• Direction
Render the items below as a two-column CSV with the headers item_text and answer, one row per item. Put each field in double quotes and replace its line breaks with spaces.

• Records provided
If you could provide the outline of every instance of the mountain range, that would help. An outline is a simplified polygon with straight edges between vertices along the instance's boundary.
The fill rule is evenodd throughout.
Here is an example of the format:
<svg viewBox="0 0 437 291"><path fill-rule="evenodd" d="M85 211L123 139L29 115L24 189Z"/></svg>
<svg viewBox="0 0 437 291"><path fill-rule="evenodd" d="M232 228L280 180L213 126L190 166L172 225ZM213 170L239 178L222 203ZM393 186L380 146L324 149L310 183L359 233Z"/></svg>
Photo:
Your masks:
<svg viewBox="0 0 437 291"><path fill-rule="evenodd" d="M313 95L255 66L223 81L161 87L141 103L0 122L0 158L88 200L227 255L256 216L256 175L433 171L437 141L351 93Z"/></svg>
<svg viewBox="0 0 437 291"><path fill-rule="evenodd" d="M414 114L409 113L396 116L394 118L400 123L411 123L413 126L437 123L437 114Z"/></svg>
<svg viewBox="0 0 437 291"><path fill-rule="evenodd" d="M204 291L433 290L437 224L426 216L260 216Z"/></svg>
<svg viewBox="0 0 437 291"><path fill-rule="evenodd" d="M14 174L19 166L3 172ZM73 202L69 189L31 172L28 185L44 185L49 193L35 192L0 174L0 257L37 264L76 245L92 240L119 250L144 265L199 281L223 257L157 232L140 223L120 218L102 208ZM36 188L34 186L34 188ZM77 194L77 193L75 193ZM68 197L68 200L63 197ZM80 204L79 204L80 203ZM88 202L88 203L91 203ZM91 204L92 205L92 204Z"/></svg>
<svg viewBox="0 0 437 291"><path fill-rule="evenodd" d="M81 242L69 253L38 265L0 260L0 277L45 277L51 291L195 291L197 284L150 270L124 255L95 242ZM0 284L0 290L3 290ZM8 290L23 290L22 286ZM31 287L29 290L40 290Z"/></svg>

• Result of this exercise
item_text,answer
"If you could provide the outline of every instance of the mountain range, that would help. An outline is a simplified polygon with straight edges between vertices along the instance's boundary. The fill rule is evenodd throughout. Here is an example of the format: <svg viewBox=""0 0 437 291""><path fill-rule=""evenodd"" d=""M85 211L123 139L29 115L24 189Z""/></svg> <svg viewBox=""0 0 437 291""><path fill-rule=""evenodd"" d=""M232 228L280 180L213 126L190 166L172 225ZM213 170L239 178L222 203ZM393 186L380 146L324 149L310 183L359 233Z""/></svg> Photo: Your masks:","<svg viewBox=""0 0 437 291""><path fill-rule=""evenodd"" d=""M313 95L255 66L223 81L161 87L141 103L0 122L0 158L88 200L227 255L256 216L256 175L433 171L437 141L351 93Z""/></svg> <svg viewBox=""0 0 437 291""><path fill-rule=""evenodd"" d=""M414 114L409 113L396 116L394 118L400 123L411 123L413 126L437 123L437 114Z""/></svg> <svg viewBox=""0 0 437 291""><path fill-rule=""evenodd"" d=""M204 291L433 290L437 224L426 216L260 216Z""/></svg> <svg viewBox=""0 0 437 291""><path fill-rule=""evenodd"" d=""M14 174L19 166L3 172ZM73 202L69 189L31 172L28 185L44 185L49 193L35 192L0 174L0 257L37 264L76 245L92 240L119 250L144 265L199 281L223 257L157 232L140 223L120 218L102 208ZM36 188L34 186L34 188ZM77 194L77 193L75 193ZM68 197L68 200L63 197ZM80 204L79 204L80 203ZM88 202L88 203L91 203ZM91 204L92 205L92 204Z""/></svg> <svg viewBox=""0 0 437 291""><path fill-rule=""evenodd"" d=""M81 242L69 253L38 265L0 260L0 277L45 277L51 291L195 291L197 284L150 270L124 255L95 242ZM0 284L0 290L3 290ZM8 290L23 290L22 286ZM31 287L29 290L40 290Z""/></svg>"